■ Your task
Pull out each line in the entries below that contains the word "every" and copy those lines as they appear.

_____

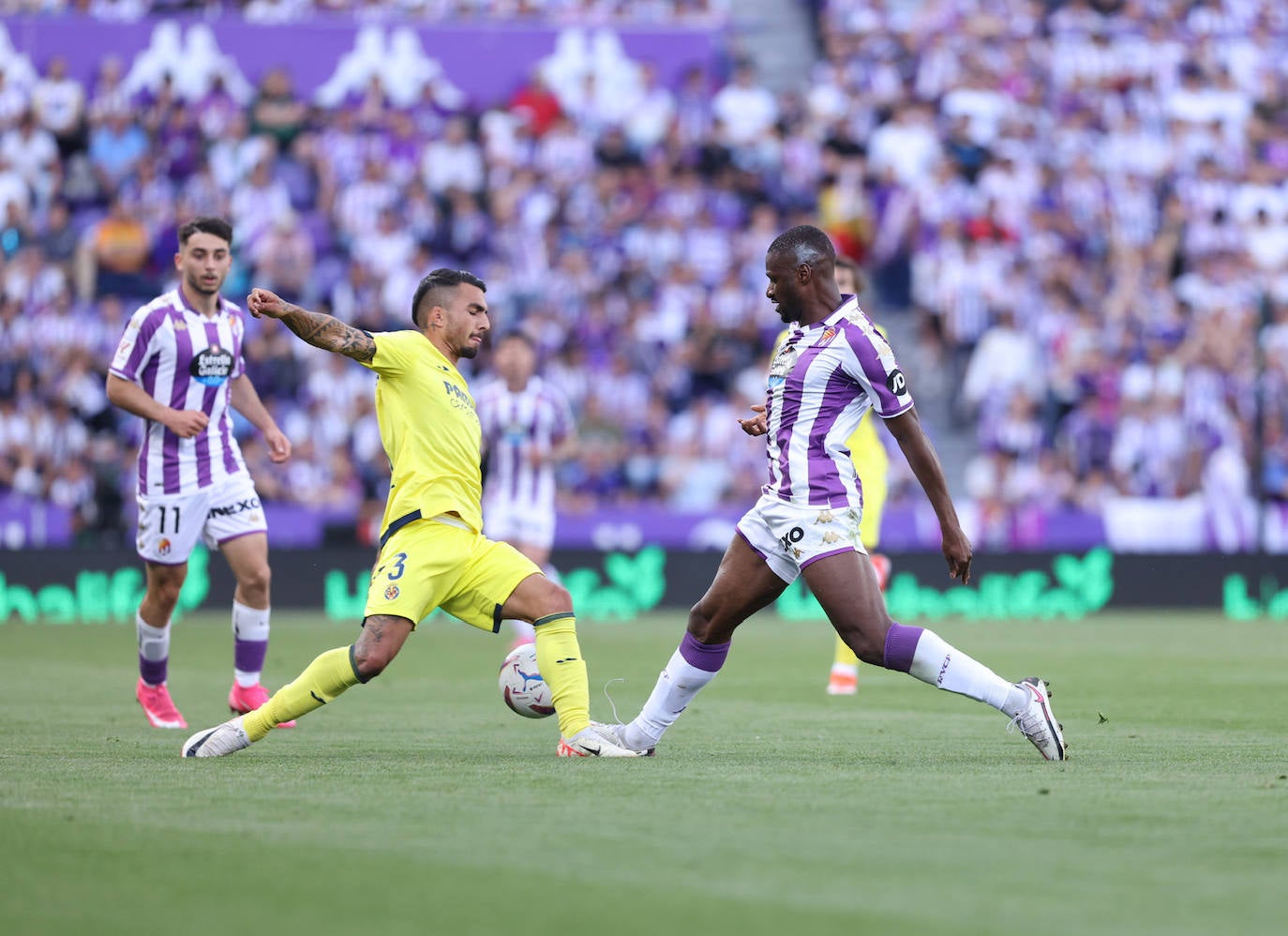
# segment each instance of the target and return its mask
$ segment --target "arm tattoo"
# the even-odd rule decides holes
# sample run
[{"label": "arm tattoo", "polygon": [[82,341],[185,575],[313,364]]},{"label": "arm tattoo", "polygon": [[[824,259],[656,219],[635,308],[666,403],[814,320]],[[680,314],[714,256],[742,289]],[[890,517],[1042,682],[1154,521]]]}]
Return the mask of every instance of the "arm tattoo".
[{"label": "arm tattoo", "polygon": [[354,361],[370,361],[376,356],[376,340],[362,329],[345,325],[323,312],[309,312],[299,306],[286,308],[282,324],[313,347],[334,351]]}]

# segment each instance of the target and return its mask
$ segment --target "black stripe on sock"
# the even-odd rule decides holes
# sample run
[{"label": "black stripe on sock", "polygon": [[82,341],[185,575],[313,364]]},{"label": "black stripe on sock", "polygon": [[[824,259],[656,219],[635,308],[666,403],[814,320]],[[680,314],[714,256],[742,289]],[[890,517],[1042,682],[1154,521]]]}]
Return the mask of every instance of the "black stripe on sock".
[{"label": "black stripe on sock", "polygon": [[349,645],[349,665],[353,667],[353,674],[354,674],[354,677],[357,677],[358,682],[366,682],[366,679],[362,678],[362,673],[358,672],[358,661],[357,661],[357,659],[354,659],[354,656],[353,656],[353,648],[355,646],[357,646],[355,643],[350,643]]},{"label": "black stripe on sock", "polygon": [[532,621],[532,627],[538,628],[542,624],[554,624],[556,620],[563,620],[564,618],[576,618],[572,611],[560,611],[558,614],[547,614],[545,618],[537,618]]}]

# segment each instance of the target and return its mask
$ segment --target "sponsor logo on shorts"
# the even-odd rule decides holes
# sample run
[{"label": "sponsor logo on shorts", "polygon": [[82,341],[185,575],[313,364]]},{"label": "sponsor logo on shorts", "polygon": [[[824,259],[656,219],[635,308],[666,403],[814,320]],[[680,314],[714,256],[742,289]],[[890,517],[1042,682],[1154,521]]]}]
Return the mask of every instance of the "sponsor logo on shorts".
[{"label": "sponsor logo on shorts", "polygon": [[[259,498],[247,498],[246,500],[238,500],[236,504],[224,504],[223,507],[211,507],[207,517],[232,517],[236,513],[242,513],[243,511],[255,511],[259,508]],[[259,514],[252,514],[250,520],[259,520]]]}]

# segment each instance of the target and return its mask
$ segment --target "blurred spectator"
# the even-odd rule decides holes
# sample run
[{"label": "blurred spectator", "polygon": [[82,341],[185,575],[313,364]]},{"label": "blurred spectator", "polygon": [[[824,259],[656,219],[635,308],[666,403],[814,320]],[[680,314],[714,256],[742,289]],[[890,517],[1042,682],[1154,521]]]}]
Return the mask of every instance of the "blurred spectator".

_____

■ Result for this task
Return the mask of every instance of the "arm tattoo".
Return the mask of every instance of the "black stripe on sock".
Return the mask of every instance of the "sponsor logo on shorts".
Return the mask of every instance of the "blurred spectator".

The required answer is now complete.